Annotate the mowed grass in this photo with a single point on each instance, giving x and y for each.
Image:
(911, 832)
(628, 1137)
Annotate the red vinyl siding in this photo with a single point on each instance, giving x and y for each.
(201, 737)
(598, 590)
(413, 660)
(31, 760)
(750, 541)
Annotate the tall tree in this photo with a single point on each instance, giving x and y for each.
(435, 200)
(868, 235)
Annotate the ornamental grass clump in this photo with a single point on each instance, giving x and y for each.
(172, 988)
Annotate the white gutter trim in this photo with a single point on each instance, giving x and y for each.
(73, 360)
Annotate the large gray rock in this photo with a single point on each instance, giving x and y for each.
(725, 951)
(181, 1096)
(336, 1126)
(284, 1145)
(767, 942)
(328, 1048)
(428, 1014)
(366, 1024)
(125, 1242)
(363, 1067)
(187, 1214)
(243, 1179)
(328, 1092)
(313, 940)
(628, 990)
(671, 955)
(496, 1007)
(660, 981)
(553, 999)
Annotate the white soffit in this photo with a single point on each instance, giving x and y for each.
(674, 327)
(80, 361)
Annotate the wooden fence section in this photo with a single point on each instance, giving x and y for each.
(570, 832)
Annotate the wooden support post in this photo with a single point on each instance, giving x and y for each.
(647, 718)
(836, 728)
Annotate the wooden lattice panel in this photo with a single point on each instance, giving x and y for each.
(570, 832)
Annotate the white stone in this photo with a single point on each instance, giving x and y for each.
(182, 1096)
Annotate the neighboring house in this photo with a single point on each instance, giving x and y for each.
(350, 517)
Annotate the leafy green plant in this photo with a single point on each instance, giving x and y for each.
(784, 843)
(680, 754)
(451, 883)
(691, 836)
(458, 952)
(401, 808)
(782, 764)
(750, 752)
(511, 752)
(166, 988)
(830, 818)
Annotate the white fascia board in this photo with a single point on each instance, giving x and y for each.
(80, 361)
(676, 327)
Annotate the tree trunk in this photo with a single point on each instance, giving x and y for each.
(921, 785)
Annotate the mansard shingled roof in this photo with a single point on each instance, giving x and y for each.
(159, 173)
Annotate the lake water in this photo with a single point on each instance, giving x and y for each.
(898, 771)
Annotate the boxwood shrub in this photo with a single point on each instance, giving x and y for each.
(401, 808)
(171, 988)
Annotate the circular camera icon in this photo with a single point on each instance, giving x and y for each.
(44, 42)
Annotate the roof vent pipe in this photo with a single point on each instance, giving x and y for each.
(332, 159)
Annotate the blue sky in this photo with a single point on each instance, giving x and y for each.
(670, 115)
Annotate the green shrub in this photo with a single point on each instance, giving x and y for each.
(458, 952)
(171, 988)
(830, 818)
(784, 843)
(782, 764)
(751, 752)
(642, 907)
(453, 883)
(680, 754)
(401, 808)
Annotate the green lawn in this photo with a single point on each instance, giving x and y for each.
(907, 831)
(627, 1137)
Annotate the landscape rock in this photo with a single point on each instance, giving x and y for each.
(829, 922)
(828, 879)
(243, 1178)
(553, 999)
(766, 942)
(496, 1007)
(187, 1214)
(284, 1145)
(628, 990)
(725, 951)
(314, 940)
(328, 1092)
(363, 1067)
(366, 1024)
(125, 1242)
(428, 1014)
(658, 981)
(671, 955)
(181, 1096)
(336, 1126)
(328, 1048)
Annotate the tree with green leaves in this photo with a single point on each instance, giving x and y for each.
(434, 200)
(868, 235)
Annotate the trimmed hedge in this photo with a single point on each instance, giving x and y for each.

• • • • •

§ Task details
Copy the records verbatim, starting at the line that contains "Annotate the leafy" and ending at the line that contains "(627, 1137)". Include both of those lines.

§ Result below
Annotate the leafy green plant in this photo with a single point on each instance, giving x and y for each.
(784, 843)
(680, 754)
(451, 883)
(691, 836)
(458, 952)
(401, 808)
(782, 764)
(750, 752)
(511, 752)
(166, 988)
(830, 818)
Annotate the white fascia board in this photo with a single point on each instance, giving x and y for each.
(80, 361)
(676, 327)
Annotate the tree trunk in this photo with a single point on each instance, giving x and y for each.
(921, 785)
Annotate the mansard shingled roof in this photo with a single point on each instance, giving x and y for each.
(159, 173)
Annotate the lake water in this photo with a single point on each instance, giving x and y for each.
(898, 771)
Annotate the boxwood shrub in this photo with a single point on each instance, giving x and y for each.
(401, 808)
(171, 988)
Annotate the circular camera icon in this photo with a single point on each instance, giving x and y for each.
(44, 42)
Annotate the roof vent pipe in this photo with a single point on each instance, giving x and y for each.
(332, 159)
Annotate the blue sky in this photo with a single point on each instance, giving x and y for each.
(670, 115)
Annotate the green shrub in this photo with a single point on each instance, giving x and y for each.
(458, 952)
(171, 988)
(830, 818)
(784, 843)
(782, 764)
(751, 752)
(642, 907)
(453, 883)
(680, 754)
(401, 808)
Annotate the green lawn in this photo with a single point on each instance, giving x and y for each.
(907, 831)
(627, 1137)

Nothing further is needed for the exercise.